Assigned task:
What are the lines, copied exactly, from the one containing "Phrase: butterfly head" through the last line of the records below, both included?

Stored entries
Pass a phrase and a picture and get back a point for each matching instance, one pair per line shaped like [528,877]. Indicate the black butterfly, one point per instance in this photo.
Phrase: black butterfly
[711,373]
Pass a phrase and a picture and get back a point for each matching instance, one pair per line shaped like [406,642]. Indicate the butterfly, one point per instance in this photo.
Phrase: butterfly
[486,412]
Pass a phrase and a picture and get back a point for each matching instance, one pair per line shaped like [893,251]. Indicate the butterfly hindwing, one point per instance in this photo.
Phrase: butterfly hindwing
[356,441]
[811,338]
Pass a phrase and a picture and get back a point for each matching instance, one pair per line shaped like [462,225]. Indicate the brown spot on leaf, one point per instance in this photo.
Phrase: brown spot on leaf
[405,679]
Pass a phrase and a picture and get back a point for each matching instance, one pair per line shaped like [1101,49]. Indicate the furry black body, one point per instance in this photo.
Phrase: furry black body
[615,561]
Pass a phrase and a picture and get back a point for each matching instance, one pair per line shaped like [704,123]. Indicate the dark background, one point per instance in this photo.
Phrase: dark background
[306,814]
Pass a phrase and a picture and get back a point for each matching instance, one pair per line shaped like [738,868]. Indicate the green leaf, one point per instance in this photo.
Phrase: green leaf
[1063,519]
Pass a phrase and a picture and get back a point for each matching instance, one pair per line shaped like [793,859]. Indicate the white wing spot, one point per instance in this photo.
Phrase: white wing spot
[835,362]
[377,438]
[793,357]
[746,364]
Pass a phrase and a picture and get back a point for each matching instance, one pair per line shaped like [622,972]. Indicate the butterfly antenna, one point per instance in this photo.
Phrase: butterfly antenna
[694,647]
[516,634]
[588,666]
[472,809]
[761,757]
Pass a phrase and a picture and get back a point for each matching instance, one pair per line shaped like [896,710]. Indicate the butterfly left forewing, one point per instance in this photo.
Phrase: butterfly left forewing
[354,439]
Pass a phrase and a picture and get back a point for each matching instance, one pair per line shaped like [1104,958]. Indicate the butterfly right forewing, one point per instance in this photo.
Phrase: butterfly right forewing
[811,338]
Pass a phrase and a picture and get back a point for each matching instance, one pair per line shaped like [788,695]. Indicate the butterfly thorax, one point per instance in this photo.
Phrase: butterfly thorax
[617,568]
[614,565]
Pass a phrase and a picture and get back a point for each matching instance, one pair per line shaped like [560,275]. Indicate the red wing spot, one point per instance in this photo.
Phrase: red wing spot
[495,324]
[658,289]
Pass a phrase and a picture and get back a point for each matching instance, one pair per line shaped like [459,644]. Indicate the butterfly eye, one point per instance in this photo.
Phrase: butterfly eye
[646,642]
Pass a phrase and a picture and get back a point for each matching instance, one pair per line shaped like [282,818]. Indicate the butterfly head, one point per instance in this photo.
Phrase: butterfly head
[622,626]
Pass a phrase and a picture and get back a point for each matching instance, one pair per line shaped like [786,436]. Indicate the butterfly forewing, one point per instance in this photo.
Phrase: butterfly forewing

Finished task:
Phrase: butterfly head
[622,626]
Pass a phrase and a picture and get back a point for each matching instance, one pair per line shaped like [786,436]. Indicate the butterfly forewing, one point per instance in this photo.
Phrase: butterfly forewing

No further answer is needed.